Documento fuente:
+-------+

Laura titubeó antes de responder.

“Pues, en la pulpería…”

“¿Cuántas libras compraste?”

La niña titubeó de nuevo.

“Dos libras”.

“¿Y tu madrastra hizo toda la harina?”

“No sé”.

Los agentes buscaron más tortillas de harina en la casa pero no encontraron nada; tampoco quedaba harina.

Cuando fueron a la pulpería, a unos ochocientos metros de la casa, se dieron cuenta de que Laura no había ido aquella tarde a comprar harina.

“Es más -les respondió el dueño de la pulpería-, nosotros no vendemos mucha harina porque aquí casi nadie compra, casimente solo las que hacen pan, pero eso es muy de vez en cuando…”

“¿Usted atendió la pulpería ayer en la tarde?”

“Mi mujer y yo, señor”.

+-------+

Tarea asignada 1:
En el relato sobre la harina y la pulpería, ¿a qué distancia de la casa se encontraba la pulpería?
Tarea asignada 2:
Prosiga el relato sobre la harina y la pulpería a partir de su última línea.
Los datos que aparecen a continuación no guardan relación alguna con el relato.

+-------+

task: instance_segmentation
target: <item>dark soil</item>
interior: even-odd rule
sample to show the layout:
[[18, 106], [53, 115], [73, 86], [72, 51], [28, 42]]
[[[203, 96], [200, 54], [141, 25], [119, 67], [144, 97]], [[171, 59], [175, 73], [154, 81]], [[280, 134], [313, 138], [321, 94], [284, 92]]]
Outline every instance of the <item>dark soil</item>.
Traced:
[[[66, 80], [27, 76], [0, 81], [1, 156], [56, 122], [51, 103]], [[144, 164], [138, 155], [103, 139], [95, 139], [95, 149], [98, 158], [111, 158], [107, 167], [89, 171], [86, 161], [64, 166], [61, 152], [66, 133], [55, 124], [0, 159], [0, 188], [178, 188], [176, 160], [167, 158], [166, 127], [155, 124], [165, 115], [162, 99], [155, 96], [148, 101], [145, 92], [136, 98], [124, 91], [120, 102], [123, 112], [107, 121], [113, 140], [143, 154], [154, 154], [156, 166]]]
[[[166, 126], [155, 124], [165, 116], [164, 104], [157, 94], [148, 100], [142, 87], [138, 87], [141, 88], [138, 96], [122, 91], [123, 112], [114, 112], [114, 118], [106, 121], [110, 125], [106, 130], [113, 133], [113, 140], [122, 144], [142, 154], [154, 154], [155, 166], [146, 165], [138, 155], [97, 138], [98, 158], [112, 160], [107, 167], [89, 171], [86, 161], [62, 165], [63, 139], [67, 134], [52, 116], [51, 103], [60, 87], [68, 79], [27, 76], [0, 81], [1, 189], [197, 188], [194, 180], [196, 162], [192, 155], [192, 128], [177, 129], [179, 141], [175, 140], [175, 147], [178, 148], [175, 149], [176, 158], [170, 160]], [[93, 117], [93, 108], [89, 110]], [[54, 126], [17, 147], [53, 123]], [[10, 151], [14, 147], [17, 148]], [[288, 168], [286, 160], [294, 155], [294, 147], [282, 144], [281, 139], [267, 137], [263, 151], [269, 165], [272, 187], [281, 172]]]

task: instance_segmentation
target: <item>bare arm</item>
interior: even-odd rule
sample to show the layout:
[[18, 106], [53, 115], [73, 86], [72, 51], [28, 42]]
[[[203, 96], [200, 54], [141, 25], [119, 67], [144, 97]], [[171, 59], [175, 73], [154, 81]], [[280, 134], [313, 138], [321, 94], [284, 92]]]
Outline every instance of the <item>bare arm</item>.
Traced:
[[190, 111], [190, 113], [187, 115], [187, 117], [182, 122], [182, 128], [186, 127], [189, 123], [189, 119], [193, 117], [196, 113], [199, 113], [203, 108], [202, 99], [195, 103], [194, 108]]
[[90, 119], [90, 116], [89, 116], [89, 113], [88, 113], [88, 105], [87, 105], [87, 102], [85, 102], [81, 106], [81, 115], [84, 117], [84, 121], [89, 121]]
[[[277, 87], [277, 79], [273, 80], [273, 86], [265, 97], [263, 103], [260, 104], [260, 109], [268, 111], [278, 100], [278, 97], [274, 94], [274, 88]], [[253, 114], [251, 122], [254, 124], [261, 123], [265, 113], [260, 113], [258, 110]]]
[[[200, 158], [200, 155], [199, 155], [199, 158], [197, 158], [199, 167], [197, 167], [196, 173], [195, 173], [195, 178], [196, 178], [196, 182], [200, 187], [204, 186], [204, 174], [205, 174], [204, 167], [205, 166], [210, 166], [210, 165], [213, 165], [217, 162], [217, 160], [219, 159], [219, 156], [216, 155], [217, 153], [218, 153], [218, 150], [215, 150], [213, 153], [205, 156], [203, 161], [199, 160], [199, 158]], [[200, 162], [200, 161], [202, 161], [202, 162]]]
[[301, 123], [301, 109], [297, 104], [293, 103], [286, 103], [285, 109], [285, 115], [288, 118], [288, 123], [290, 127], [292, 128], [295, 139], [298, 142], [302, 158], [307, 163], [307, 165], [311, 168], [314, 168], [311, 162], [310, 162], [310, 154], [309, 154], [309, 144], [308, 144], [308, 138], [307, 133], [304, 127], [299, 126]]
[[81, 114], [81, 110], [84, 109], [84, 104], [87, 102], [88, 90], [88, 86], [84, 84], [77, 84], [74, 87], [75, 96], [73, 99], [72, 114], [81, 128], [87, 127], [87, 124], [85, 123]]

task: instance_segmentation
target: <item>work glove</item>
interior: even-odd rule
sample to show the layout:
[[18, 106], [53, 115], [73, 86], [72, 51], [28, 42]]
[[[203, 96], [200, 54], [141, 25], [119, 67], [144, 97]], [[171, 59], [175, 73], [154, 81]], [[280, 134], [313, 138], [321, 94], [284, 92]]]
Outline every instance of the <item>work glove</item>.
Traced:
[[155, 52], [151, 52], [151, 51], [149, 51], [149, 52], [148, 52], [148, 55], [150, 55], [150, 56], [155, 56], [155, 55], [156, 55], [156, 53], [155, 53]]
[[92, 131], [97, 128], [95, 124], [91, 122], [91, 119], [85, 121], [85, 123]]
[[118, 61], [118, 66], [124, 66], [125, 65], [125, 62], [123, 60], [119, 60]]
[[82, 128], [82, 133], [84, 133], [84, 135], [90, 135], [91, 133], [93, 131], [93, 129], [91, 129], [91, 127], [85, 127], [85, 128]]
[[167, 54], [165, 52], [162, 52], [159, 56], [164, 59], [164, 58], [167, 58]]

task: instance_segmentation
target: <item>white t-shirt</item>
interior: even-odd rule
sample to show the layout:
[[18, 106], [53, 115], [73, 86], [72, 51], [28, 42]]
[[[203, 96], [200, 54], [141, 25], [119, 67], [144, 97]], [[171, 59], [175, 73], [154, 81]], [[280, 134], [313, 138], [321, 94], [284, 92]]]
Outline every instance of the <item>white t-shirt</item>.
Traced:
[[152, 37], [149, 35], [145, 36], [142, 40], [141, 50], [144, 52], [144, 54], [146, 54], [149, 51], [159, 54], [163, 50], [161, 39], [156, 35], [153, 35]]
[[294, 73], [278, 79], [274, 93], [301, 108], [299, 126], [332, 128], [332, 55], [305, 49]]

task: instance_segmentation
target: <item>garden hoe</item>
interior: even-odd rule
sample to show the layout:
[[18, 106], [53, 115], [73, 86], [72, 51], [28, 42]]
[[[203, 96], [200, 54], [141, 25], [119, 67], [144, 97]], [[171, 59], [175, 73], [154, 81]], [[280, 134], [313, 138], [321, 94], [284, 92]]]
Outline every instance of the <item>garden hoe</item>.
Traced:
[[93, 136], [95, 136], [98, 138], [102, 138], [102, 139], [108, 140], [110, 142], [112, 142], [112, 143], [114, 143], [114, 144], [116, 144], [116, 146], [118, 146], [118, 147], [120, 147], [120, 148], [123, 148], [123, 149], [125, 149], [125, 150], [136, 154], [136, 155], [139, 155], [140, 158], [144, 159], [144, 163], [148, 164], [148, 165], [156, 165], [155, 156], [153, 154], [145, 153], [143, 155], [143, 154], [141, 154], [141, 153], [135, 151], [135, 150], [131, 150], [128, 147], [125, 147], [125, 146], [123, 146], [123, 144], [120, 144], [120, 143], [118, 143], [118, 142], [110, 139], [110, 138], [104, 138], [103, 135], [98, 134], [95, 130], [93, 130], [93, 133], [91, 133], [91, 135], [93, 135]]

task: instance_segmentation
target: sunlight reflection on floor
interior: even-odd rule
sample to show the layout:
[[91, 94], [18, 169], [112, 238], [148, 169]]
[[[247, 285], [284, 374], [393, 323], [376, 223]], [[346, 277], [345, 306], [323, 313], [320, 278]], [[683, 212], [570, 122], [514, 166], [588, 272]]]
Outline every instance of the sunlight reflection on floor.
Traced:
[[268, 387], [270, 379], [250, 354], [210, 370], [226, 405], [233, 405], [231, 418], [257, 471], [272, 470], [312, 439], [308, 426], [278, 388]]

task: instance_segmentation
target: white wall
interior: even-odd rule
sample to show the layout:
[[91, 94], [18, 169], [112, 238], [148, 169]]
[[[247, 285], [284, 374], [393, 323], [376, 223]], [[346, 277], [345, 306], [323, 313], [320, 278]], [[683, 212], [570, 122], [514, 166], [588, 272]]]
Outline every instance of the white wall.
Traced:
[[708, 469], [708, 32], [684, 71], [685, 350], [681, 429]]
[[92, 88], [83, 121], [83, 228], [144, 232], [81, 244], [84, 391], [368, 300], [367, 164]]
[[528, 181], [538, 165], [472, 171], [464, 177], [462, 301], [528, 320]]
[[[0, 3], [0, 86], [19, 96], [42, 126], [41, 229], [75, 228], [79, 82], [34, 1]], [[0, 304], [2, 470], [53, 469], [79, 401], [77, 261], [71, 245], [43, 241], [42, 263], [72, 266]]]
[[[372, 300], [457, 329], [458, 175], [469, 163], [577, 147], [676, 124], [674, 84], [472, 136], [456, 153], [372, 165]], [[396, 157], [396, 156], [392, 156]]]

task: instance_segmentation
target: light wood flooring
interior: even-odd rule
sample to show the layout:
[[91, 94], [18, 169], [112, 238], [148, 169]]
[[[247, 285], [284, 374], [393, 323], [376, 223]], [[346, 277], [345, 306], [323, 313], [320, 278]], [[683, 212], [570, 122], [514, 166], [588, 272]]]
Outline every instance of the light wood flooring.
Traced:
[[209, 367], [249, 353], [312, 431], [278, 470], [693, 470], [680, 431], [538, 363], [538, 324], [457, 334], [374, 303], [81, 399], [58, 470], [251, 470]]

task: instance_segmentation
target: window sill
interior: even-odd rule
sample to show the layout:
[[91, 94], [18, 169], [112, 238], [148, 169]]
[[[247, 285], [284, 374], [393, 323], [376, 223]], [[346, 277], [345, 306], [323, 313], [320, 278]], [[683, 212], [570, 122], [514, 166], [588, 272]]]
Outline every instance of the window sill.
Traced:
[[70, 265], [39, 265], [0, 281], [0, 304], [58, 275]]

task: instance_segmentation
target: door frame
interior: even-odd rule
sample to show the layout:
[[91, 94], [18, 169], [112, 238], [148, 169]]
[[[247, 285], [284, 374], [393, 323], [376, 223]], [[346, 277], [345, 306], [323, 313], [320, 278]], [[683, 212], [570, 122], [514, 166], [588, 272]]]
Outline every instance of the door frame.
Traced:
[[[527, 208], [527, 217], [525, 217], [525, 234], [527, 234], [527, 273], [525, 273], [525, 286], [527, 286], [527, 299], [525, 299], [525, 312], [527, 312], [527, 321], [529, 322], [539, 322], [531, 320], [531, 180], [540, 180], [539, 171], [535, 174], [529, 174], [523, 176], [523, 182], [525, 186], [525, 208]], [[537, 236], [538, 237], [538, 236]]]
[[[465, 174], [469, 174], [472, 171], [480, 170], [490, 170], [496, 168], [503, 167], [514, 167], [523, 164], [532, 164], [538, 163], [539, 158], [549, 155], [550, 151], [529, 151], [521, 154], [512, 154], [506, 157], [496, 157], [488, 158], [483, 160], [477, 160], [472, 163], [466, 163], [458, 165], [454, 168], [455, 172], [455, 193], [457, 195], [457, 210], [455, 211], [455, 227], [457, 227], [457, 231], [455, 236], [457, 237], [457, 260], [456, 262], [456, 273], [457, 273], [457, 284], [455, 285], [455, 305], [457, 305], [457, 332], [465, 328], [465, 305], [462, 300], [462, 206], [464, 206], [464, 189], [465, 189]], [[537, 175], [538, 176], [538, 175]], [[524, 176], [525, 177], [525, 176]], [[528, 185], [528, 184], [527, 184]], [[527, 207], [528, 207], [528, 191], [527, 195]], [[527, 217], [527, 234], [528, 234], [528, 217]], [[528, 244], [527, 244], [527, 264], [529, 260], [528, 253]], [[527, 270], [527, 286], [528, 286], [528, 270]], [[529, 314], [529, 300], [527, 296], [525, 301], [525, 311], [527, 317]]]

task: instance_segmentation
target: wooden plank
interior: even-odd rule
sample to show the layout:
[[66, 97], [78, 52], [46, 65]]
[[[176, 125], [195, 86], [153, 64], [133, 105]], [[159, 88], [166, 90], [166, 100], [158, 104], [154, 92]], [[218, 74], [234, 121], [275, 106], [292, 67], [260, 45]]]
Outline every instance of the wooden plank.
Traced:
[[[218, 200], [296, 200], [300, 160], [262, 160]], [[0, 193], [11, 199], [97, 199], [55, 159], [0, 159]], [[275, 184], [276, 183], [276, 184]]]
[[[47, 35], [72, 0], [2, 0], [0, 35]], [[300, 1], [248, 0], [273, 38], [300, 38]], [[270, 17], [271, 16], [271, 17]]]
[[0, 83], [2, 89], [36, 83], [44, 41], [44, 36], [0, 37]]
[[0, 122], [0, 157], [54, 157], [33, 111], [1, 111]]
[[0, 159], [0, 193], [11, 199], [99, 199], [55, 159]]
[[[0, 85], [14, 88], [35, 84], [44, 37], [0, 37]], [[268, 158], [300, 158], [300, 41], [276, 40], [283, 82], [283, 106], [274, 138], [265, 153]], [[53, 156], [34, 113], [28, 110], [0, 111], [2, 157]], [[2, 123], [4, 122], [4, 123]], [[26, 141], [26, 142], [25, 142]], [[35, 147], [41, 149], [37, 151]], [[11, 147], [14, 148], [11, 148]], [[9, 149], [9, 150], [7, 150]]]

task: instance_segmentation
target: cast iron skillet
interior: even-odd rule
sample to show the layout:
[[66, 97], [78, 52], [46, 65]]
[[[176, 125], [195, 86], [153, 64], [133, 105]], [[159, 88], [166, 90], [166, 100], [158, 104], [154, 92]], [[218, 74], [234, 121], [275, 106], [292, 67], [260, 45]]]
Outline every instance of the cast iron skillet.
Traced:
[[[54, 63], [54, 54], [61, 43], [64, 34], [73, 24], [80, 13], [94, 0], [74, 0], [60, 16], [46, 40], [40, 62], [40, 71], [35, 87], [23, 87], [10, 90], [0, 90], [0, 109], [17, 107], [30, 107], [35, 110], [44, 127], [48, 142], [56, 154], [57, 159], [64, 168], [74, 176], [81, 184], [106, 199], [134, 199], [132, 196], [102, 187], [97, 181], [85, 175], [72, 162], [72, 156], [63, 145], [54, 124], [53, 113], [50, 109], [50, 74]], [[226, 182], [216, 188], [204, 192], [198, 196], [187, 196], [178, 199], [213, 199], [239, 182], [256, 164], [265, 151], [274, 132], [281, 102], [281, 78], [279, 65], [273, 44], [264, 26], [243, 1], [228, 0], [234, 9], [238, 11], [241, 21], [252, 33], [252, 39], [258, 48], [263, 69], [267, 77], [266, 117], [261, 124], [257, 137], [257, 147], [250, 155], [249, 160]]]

+-------+

Respuesta escrita 1:
A unos ochocientos metros de la casa.

Respuesta escrita 2:
“¿Y no vio a Laura comprar harina ayer?”

“No; y no la vimos ayer en todo el día…”

Los detectives fueron a la casa de la tía Mila.

“¿Tiene reservas de harina en su casa, señora?” -le preguntaron.

“Sí, señor, para hacer pan a veces”.

“¿Cuántas libras tiene?”

“Unas tres. No mucho”,

“Y, ¿podemos ver si hace falta harina en la reserva que usted tiene?”

“¿Por qué, señor?”

“Estamos investigando la muerte de la familia de su excuñado, señora, y los envenenaron con pastillas de curar frijoles… Y estamos seguro de que el veneno iba en la harina”.

La mujer dio un grito.

“¡Laura!” -dijo.

Los detectives entraron, la mujer los llevó hasta la cocina, les señaló el bote de lata donde guardaba la harina, y junto a ellos vio que faltaba mucho más de una libra.

“Yo no la he gastado” -dijo.

“¿Laura, tal vez?”

“No sé… Ella no cocina…”

La mujer dio otro grito.

“¡Ay, Dios mío! -dijo-. Laura me dijo que le iba a llevar un poquito de harina a su madrastra para que les hiciera tortillas de harina a los niños… Pero dijo que a su papá no le gustaban…”

“¿Está segura?”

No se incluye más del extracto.